▶ **Completa lo siguiente**:
[A] Según el texto sobre el Adamant, ¿cuándo abrió este centro de día?
[B] Transcribe del texto sobre el Adamant el tramo que va desde "Nicolas Philibert en" hasta "utópico, terminó realizándose.".

Texto original: Association Française des Cinémas Art et essai, sin firma
Selección y Traducción al castellano: Susana Sherar

El Adamant, centro de día

El Adamant es un Centro de Día único en su género: es un edificio flotante. Construido sobre el Sena, en pleno corazón de París, alberga adultos que sufren de trastornos psíquicos, ofreciéndoles un marco terapéutico que los estructura en el tiempo y en el espacio, los ayuda a reanudar vínculos con el mundo, a volver a encontrar un poco de impulso. Abrió en julio del 2010. Forma parte del polo psiquiátrico París Centro, que comprende igualmente dos CMP (Centros Médico–psicológicos), un equipo móvil y dos unidades en el interior del hospital psiquiátrico Esquirol, dependiente del hospital de Saint Maurice. No es un lugar aislado, pues todas esas estructuras forman una red en la cual pacientes y terapeutas están invitados a circular y donde cada uno puede construir su propia cartografía, encontrar su propia solución entre los diferentes puntos de apoyo propuestos. Está abierto a los habitantes de los cuatro primeros distritos de París. El equipo que lo anima intenta resistir al descalabro y a la deshumanización de la psiquiatría. Allí, la vida cotidiana es objeto de una atención permanente. Cada uno, paciente o terapeuta, es invitado a «co–construirla». La función terapéutica es un asunto de todos, del colectivo. Todos pueden tomar parte, cualquiera sea su título, su estatuto, su lugar en el seno de la jerarquía. A nadie le choca que un paciente se confíe al que trabaja en el bar y que no diga gran cosa al psiquiatra, desde el momento que el equipo se da los medios necesarios de encadenar lo que se ha podido decir de manera esparcida. Los talleres son numerosos: dibujo y pintura, costura, música, diario, cine–club, radio, escritura, salidas culturales… pero los pacientes pueden también venir sin otra intención que la de pasar un momento, sentirse bien recibidos en el ambiente de ese lugar. Además, el objeto de un taller no es un fin en sí, no es más que un pretexto, una invitación a volver a tejer un lazo con el mundo, pues en esta concepción de la cura que reposa sobre la relación, toda ocasión es buena. El film Sur l’Adamant), de Nicolas Philibert,  nos propone subir a bordo para ir al encuentro de pacientes y terapeutas que inventan, día a día, el cotidiano en el Adamant.

Nicolas Philibert en el Festival de Berlín.

–¿Cómo nació este film?

–Yo empecé a escuchar hablar del Adamant hace por lo menos quince años, cuando no era más que un proyecto. En esa época, la psicóloga clínica y psicoanalista Linda de Zitter, con quien quedé muy unido desde la filmación en 1995 de Los mínimos detalles (La moindre des choses) en la clínica psiquiátrica La Borde, formaba parte de la aventura exaltante que fue su creación: durante meses, pacientes y terapeutas se reunían con un equipo de arquitectos para sentar las bases de la misma, y lo que al principio no era sino un sueño utópico, terminó realizándose.

▶ **Listado proporcionado**:
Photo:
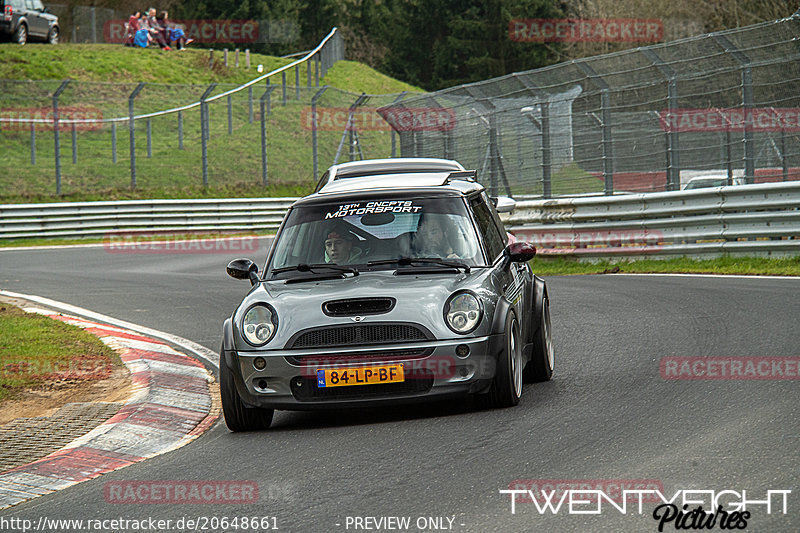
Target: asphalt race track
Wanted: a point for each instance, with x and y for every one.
(607, 416)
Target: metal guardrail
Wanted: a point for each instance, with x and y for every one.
(98, 219)
(762, 219)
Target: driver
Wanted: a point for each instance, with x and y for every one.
(339, 247)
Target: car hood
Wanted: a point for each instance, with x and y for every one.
(419, 299)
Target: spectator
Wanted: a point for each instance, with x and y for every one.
(173, 34)
(157, 32)
(131, 27)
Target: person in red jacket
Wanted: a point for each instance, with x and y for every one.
(131, 28)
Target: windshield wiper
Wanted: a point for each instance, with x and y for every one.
(410, 261)
(302, 267)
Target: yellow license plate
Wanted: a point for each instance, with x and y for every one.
(366, 375)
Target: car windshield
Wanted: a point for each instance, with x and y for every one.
(369, 234)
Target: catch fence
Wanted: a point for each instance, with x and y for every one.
(725, 105)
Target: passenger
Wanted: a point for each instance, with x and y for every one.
(433, 239)
(339, 247)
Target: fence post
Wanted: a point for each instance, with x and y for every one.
(132, 134)
(204, 131)
(230, 116)
(673, 148)
(149, 139)
(544, 129)
(74, 143)
(56, 140)
(747, 104)
(250, 104)
(394, 134)
(180, 130)
(314, 126)
(264, 102)
(605, 124)
(728, 159)
(33, 143)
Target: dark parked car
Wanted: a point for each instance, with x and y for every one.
(396, 284)
(25, 20)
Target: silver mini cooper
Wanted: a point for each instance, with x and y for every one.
(394, 282)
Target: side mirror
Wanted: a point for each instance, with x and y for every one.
(243, 269)
(504, 204)
(520, 252)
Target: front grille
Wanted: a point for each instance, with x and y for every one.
(358, 306)
(419, 382)
(384, 356)
(357, 335)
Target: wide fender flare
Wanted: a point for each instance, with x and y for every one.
(501, 310)
(539, 288)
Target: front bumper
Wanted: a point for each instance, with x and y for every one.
(432, 370)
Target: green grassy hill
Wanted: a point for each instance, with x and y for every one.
(103, 77)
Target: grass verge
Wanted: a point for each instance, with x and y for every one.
(36, 350)
(559, 266)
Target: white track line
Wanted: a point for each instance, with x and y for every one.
(728, 276)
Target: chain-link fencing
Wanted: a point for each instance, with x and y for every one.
(723, 106)
(88, 138)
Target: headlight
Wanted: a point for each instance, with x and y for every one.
(259, 324)
(463, 312)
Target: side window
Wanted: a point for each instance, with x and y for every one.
(494, 241)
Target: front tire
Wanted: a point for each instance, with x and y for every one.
(239, 417)
(21, 35)
(506, 388)
(540, 367)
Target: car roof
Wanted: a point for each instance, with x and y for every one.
(397, 177)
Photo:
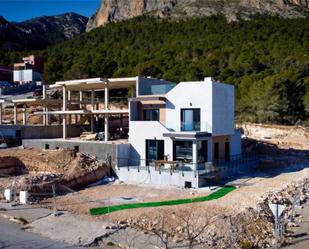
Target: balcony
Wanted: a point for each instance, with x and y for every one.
(190, 126)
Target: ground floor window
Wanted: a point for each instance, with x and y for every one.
(183, 151)
(202, 153)
(154, 150)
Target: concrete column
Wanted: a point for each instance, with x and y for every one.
(64, 107)
(106, 119)
(0, 114)
(209, 149)
(92, 108)
(15, 114)
(132, 91)
(25, 115)
(194, 154)
(69, 96)
(80, 99)
(45, 116)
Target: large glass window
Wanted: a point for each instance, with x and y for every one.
(190, 119)
(183, 151)
(202, 154)
(154, 150)
(151, 115)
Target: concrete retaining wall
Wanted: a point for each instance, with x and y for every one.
(149, 175)
(97, 149)
(38, 131)
(49, 131)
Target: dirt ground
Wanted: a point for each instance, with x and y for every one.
(284, 137)
(39, 160)
(236, 213)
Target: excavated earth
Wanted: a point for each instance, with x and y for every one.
(37, 170)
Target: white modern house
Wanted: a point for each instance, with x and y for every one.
(177, 131)
(178, 134)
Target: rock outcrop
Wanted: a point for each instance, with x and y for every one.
(115, 10)
(38, 33)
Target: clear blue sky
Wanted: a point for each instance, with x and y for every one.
(20, 10)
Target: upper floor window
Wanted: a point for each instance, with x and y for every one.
(191, 119)
(151, 114)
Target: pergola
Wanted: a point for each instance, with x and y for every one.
(44, 102)
(92, 85)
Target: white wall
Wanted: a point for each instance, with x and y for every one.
(223, 109)
(27, 75)
(190, 95)
(235, 143)
(151, 86)
(139, 131)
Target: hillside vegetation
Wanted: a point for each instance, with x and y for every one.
(267, 59)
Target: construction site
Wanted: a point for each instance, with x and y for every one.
(66, 149)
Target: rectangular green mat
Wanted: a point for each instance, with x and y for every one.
(213, 196)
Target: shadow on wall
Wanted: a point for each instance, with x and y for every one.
(12, 166)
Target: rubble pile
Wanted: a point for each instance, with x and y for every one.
(11, 166)
(81, 172)
(41, 182)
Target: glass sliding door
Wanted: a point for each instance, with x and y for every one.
(190, 119)
(202, 151)
(154, 150)
(182, 151)
(151, 115)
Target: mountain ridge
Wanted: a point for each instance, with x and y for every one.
(40, 32)
(116, 10)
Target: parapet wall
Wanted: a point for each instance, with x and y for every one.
(97, 149)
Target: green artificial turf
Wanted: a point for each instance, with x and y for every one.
(213, 196)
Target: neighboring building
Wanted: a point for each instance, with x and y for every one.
(179, 134)
(29, 70)
(26, 76)
(33, 62)
(6, 74)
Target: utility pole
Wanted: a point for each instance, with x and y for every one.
(277, 210)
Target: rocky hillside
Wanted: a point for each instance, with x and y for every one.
(114, 10)
(38, 33)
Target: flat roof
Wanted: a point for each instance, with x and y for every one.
(33, 101)
(85, 112)
(96, 83)
(184, 134)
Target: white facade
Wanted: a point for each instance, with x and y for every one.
(215, 102)
(26, 76)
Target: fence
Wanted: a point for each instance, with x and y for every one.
(231, 166)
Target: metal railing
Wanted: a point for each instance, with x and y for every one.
(231, 165)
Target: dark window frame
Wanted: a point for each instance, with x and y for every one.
(151, 109)
(195, 121)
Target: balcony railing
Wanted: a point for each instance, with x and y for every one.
(190, 126)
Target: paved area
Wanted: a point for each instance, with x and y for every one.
(301, 233)
(11, 236)
(26, 212)
(72, 229)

▶ **Soluciones por tarea**:
[A] En julio de 2010.

[B]
Nicolas Philibert en el Festival de Berlín.

–¿Cómo nació este film?

–Yo empecé a escuchar hablar del Adamant hace por lo menos quince años, cuando no era más que un proyecto. En esa época, la psicóloga clínica y psicoanalista Linda de Zitter, con quien quedé muy unido desde la filmación en 1995 de Los mínimos detalles (La moindre des choses) en la clínica psiquiátrica La Borde, formaba parte de la aventura exaltante que fue su creación: durante meses, pacientes y terapeutas se reunían con un equipo de arquitectos para sentar las bases de la misma, y lo que al principio no era sino un sueño utópico, terminó realizándose.